> **AIM OF THE TASK**: Turn the lines below into a JSON list of strings, one string per line, leaving out any blank lines.
##### EXERCISE INPUT #####
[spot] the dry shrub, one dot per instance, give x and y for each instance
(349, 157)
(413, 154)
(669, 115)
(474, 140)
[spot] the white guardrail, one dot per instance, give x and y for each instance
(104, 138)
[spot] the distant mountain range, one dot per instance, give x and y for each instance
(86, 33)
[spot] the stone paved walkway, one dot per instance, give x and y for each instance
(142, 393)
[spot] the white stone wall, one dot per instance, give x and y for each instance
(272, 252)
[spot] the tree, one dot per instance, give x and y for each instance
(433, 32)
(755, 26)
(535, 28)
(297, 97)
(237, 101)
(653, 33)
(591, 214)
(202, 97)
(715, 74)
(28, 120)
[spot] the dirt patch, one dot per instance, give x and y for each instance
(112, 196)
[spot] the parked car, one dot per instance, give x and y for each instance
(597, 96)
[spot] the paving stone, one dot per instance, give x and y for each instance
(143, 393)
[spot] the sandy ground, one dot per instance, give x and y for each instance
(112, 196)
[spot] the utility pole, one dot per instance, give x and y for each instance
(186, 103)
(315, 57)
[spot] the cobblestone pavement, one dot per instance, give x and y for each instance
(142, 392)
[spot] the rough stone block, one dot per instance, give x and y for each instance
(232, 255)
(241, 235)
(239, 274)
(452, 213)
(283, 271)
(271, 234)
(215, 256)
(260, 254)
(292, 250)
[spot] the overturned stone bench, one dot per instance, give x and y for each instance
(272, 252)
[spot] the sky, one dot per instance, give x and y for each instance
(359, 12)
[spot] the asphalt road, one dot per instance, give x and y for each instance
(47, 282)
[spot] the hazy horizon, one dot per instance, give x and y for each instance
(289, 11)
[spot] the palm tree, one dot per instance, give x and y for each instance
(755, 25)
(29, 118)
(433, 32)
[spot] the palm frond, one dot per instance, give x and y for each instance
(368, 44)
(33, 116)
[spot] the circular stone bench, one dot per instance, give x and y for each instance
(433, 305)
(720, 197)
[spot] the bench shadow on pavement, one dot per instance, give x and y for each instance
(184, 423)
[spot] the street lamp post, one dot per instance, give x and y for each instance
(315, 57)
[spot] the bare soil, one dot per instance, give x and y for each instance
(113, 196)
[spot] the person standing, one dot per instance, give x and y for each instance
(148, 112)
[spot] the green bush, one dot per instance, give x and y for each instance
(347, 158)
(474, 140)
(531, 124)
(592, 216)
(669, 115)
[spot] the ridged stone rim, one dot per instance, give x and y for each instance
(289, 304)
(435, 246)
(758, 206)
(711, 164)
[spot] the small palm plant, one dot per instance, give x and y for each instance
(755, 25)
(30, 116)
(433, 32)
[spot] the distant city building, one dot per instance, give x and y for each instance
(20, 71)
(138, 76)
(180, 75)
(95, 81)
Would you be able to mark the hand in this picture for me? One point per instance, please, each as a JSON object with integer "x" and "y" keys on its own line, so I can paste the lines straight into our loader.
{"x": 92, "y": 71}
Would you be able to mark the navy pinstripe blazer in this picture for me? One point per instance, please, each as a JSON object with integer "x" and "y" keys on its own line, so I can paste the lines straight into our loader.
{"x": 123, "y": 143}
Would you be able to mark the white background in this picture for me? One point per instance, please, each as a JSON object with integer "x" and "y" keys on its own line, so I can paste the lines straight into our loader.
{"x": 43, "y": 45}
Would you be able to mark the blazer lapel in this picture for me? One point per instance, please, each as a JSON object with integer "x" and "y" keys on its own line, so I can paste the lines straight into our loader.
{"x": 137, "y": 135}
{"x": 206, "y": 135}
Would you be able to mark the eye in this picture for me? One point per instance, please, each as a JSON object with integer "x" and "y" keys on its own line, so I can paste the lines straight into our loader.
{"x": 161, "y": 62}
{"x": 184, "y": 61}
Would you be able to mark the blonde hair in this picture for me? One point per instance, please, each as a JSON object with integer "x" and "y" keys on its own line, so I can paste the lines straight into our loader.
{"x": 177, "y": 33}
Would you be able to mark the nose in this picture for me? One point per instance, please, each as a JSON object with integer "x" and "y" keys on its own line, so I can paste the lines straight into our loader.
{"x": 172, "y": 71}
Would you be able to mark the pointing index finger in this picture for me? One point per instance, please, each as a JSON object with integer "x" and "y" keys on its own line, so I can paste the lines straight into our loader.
#####
> **THE RESPONSE**:
[
  "[spot] the dry shrub, one dot per instance, give x and y for each instance",
  "(349, 157)",
  "(413, 154)",
  "(669, 115)",
  "(474, 140)",
  "[spot] the white guardrail, one dot per instance, give x and y for each instance",
  "(104, 138)",
  "[spot] the distant mountain range, one dot per instance, give x and y for each instance",
  "(86, 33)",
  "[spot] the stone paved walkway, one dot per instance, give x and y for each instance",
  "(142, 393)",
  "[spot] the white stone wall, one dot per instance, give x and y for each instance",
  "(272, 252)",
  "[spot] the tree, one dot per instance, give x and y for each instance",
  "(433, 32)",
  "(755, 26)",
  "(535, 28)",
  "(297, 97)",
  "(237, 101)",
  "(653, 33)",
  "(591, 214)",
  "(202, 97)",
  "(715, 74)",
  "(28, 120)",
  "[spot] the dirt patch, one dot per instance, give x and y for each instance",
  "(112, 196)",
  "[spot] the parked car, one dot per instance, give x and y for each instance",
  "(597, 96)",
  "[spot] the paving stone, one dot per instance, give x and y for each instance",
  "(143, 393)",
  "[spot] the sandy ground, one dot per instance, give x and y for each instance",
  "(112, 196)",
  "[spot] the utility pole, one dot per instance, give x and y for each instance",
  "(186, 103)",
  "(315, 57)",
  "[spot] the cobblestone pavement, one dot per instance, give x and y for each instance",
  "(142, 392)",
  "[spot] the rough stone block, one dot per instance, give x and y for each instance",
  "(232, 255)",
  "(241, 235)",
  "(239, 274)",
  "(452, 213)",
  "(283, 271)",
  "(271, 234)",
  "(215, 256)",
  "(260, 254)",
  "(292, 250)",
  "[spot] the overturned stone bench, one dot per instance, give x and y for each instance",
  "(272, 252)",
  "[spot] the sky, one dot per instance, give x and y for each instance",
  "(359, 12)",
  "[spot] the asphalt road, one dot per instance, give x and y for each instance",
  "(47, 282)",
  "[spot] the hazy horizon, one dot per instance, give x and y for each instance",
  "(289, 11)",
  "[spot] the palm tree, one dot per instance, give x and y for each instance",
  "(755, 25)",
  "(29, 118)",
  "(433, 32)",
  "[spot] the palm frond, one dot per instance, give x and y for each instance",
  "(368, 44)",
  "(33, 116)",
  "[spot] the circular stone bench, one dot per instance, give x and y for each instance",
  "(433, 305)",
  "(720, 197)",
  "[spot] the bench shadow on pavement, one dot per instance, give x and y for each instance",
  "(184, 423)",
  "[spot] the street lamp post, one dot per instance, give x and y for each instance",
  "(315, 57)",
  "[spot] the bare soil, one dot per instance, give x and y for each instance",
  "(113, 196)",
  "[spot] the person standing, one dot per instance, give x and y for each instance",
  "(148, 112)",
  "[spot] the green bush, one dot per instance, give x and y for each instance",
  "(347, 158)",
  "(474, 140)",
  "(531, 124)",
  "(592, 216)",
  "(669, 115)",
  "[spot] the ridged stone rim, one dot per instance, give x and y for each instance",
  "(289, 304)",
  "(435, 246)",
  "(758, 206)",
  "(711, 164)",
  "[spot] the small palm plant, one dot per instance, give x and y for each instance",
  "(755, 25)",
  "(30, 116)",
  "(433, 32)",
  "[spot] the distant city building, one dot per instance, give x and y for each instance",
  "(20, 71)",
  "(138, 76)",
  "(180, 75)",
  "(95, 81)",
  "Would you be able to mark the hand in this picture for me? One point per instance, please, each as a JSON object with integer \"x\" and \"y\" keys on its own line, so I can paste the lines straight into our loader.",
  "{\"x\": 92, \"y\": 71}",
  "Would you be able to mark the navy pinstripe blazer in this picture for me? One point per instance, please, each as a JSON object with integer \"x\" and \"y\" keys on its own line, so I can paste the lines straight into our loader.",
  "{\"x\": 123, \"y\": 143}",
  "Would you be able to mark the white background in this picture for me? One point per instance, please, each as a JSON object with integer \"x\" and \"y\" keys on its own line, so I can paste the lines straight into our loader.",
  "{\"x\": 43, \"y\": 45}",
  "Would you be able to mark the blazer lapel in this picture for me? One point per instance, please, each as a JSON object with integer \"x\" and \"y\" keys on its own line, so I can paste the lines straight into our loader.",
  "{\"x\": 137, \"y\": 135}",
  "{\"x\": 206, \"y\": 135}",
  "Would you be able to mark the eye in this picture for me? One point per instance, please, each as a JSON object with integer \"x\" and \"y\" keys on its own line, so I can paste the lines straight into our loader.",
  "{\"x\": 161, \"y\": 62}",
  "{\"x\": 184, \"y\": 61}",
  "Would you be able to mark the blonde hair in this picture for me? One point per instance, please, each as a JSON object with integer \"x\" and \"y\" keys on its own line, so I can paste the lines straight into our loader.",
  "{\"x\": 177, \"y\": 33}",
  "Would you be able to mark the nose in this picture for me? One point per instance, please, each as a JSON object with integer \"x\" and \"y\" keys on its own line, so I can paste the lines straight into our loader.",
  "{\"x\": 172, \"y\": 71}",
  "Would you be able to mark the pointing index finger in this picture for me? One point per instance, please, each as a JSON object with integer \"x\" and \"y\" keys on its own line, so I can paste the lines straight into our loader."
]